Not having things to look forward to, can rob us of that hope, says O’Kane, and that has wider implications for our mental wellbeing.
“Hope is often misunderstood as a ‘fluffy’ approach to life in dark times,” he explains. “But this couldn’t be further from the truth.
“When you view life through the lens of hope, the chemistry in your brain changes. Neuroscience research informs us that when we are hopeful the brain produces more endorphins and enkephalins and these contribute to a sense of ease and wellbeing.
“It is also well documented that anxiety reduces and mood improves. A hopeful approach contributes to calm, openness, possibilities and a greater sense of wellness.”
There are ways to regain that feeling of hope, even if the events in the calendar are few and far between, for the foreseeable at least.
How to find hope in uncertain times
Reframe your disappointment: Some plans don’t need to be cancelled - just postponed
Dr Touroni says it is important to try to reframe how we experience the disappointments of things we’ve lost out on this year by planning for the future post-COVID.
“Make a bucket list for when lockdown passes,” she suggests. “What did you take for granted before? Is there somewhere you’d really love to travel to when lockdown lifts? A new hobby you’d like to take up?
“While it’s natural to feel frustrated when comparing our norm before, it’s about shifting our focus to a sense of gratitude - for what we have and also the things we miss.”
Remind yourself dark periods eventually end
Every war, catastrophe, famine or tragic event eventually ends and it is important to remember that, says O’Kane. “This too will end and to date we are hearing encouraging news of a vaccines, better treatment options and encouraging scientific evidence that this virus can be conquered,” he adds.
If the daily news is starting to impact your mental health, it could be worth taking a break from it for a while. “Our brains are like computers and if we feed them negative news and information consistently, then this impacts negatively on mood and any sense of optimism,” explains O’Kane. Instead he suggests searching for hopeful stories and surrounding yourself with people who lift your spirits.
Live in the present
Worrying about what could happen next will only lead to increased levels of distress, so when we feel ourselves fixating on the worst case scenario, we should try to focus on the “now” instead, says O’Kane. “Living in the present moment and taking everything one step at a time makes it easier to feel hopeful,” he explains. “It also makes life so much more manageable.”
Appreciate the little things
Even though we might have had to put a lot of fun things on hold, it is still possible to find joy in your daily life. “It’s about finding an appreciation for the small things everyday,” says Dr Touroni.

YOUR OBJECTIVE:
Answer these questions from the passage on finding hope in uncertain times.
1. According to O'Kane, which two substances does the brain produce more of when we are hopeful?
2. What does Dr Touroni suggest making for when lockdown passes?
3. What does O'Kane say our brains are like?

SUPPLIED RECORDS:
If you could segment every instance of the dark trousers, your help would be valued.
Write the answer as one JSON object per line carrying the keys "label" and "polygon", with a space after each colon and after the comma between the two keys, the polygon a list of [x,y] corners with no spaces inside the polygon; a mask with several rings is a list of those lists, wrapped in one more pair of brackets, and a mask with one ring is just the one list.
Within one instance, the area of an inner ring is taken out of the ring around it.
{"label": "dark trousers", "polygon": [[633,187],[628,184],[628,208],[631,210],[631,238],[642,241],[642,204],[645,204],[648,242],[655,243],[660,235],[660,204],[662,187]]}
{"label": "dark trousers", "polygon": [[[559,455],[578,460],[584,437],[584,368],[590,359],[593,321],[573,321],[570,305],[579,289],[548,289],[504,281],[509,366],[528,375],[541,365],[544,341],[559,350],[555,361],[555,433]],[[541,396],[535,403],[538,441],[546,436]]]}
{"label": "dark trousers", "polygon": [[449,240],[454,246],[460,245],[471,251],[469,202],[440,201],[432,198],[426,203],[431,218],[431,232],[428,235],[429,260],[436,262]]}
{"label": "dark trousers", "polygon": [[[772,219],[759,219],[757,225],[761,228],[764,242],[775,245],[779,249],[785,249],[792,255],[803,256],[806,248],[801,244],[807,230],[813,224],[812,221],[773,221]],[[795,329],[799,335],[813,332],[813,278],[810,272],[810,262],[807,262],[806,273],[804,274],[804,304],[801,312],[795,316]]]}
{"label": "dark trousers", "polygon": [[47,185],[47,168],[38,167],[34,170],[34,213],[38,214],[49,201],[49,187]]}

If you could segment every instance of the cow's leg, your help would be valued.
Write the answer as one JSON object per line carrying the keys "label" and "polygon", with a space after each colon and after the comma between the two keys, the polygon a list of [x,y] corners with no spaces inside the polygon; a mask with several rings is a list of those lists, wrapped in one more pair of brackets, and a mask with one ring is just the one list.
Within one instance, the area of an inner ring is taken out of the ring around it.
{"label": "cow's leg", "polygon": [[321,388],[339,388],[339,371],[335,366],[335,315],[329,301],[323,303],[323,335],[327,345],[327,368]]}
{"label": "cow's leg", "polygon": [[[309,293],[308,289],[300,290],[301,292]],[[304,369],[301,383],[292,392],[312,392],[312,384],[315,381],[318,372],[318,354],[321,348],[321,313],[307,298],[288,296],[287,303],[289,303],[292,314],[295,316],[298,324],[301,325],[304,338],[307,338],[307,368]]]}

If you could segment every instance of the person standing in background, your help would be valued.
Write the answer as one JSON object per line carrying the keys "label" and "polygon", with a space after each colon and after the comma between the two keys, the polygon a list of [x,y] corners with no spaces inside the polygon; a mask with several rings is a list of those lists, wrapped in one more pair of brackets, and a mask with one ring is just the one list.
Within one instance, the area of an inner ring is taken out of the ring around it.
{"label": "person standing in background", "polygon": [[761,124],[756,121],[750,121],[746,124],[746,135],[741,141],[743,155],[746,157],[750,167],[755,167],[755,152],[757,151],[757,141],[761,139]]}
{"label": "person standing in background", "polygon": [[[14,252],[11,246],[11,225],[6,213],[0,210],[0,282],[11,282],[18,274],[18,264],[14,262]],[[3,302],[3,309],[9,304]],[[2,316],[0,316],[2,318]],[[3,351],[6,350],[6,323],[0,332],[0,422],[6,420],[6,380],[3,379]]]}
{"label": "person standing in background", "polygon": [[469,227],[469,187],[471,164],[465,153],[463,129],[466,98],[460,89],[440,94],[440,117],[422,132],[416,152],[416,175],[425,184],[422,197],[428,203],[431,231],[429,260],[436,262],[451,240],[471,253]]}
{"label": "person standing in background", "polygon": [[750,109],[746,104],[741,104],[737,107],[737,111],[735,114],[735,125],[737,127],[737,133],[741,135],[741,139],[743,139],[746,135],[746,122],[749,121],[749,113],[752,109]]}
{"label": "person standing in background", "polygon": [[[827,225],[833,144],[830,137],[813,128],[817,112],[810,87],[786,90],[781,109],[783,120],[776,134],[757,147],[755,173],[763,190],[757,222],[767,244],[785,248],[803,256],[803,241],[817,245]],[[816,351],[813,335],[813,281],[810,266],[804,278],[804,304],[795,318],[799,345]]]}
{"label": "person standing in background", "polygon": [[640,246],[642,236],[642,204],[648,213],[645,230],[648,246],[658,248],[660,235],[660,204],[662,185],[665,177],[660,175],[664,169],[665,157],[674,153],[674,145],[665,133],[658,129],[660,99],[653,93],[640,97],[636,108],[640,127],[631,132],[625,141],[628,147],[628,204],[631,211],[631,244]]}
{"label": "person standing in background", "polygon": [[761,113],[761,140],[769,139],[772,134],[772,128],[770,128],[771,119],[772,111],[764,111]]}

RESULT:
1. Endorphins and enkephalins.
2. A bucket list.
3. Computers.